[Text provided — start]

Developing a vaccine for COVID-19 is essential and urgent.
Since the outbreak at the end of 2019, the novel coronavirus SARS CoV-2 has spread rapidly around the world and caused hundreds of thousands of deaths. One of the reasons it has been so harmful is that it is a new virus, and people had no immunity against it.
Researchers have been working hard to develop a vaccine that will protect us against the virus and that can be distributed at low cost. Professor Robin Shattock and his team have developed a prototype vaccine is different from traditional vaccines. It’s cheap, highly scalable and has the potential to deliver many effective doses next year, should the current human trials succeed.
But how does this work? How is it different from a normal vaccine? When might we see results? And what’s it been like working on COVID-19?
COVID-19 vaccine researchers Dr Anna Blakney and Dr Paul McKay answered your questions on 5 August 2020.

[Text provided — finish]
[Stored data — start]

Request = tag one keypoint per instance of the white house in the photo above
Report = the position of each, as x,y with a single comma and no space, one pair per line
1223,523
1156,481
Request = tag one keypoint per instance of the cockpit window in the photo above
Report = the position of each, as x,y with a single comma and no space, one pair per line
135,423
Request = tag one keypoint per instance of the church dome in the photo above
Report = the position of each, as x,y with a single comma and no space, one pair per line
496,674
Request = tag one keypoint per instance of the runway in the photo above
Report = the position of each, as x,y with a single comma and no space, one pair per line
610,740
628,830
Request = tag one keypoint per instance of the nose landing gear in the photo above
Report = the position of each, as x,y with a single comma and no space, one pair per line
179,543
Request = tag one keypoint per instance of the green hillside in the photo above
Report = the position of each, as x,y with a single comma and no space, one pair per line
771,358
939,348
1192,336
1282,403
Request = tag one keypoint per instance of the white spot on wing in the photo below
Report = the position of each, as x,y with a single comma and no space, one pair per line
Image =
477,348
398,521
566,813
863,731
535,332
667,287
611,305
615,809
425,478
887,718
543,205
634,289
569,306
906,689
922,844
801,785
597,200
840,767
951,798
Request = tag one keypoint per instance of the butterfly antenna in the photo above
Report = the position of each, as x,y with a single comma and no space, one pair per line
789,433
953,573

[Stored data — finish]
[Stored data — start]

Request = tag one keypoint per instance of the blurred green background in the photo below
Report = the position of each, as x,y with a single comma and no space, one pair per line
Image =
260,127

[Stored data — finish]

Required action - Continue the text about developing a COVID-19 vaccine, picking up right after its final sentence.

Output below -
About our speakers
Dr Anna Blakney
Anna is a Marie Skłodowska-Curie Individual Fellow focusing on the development of a self-amplifying RNA vaccine for COVID-19.
Anna is specifically looking at engineering both the RNA – the virus’s genetic code – and the way it’s delivered into our cells to improve our body’s immune response to the vaccine.
Dr Paul McKay
Paul is a Senior Researcher Fellow, working primarily on the development of new vaccine candidates, how we optimise immunisation and the assessment of how effective prototype vaccines are.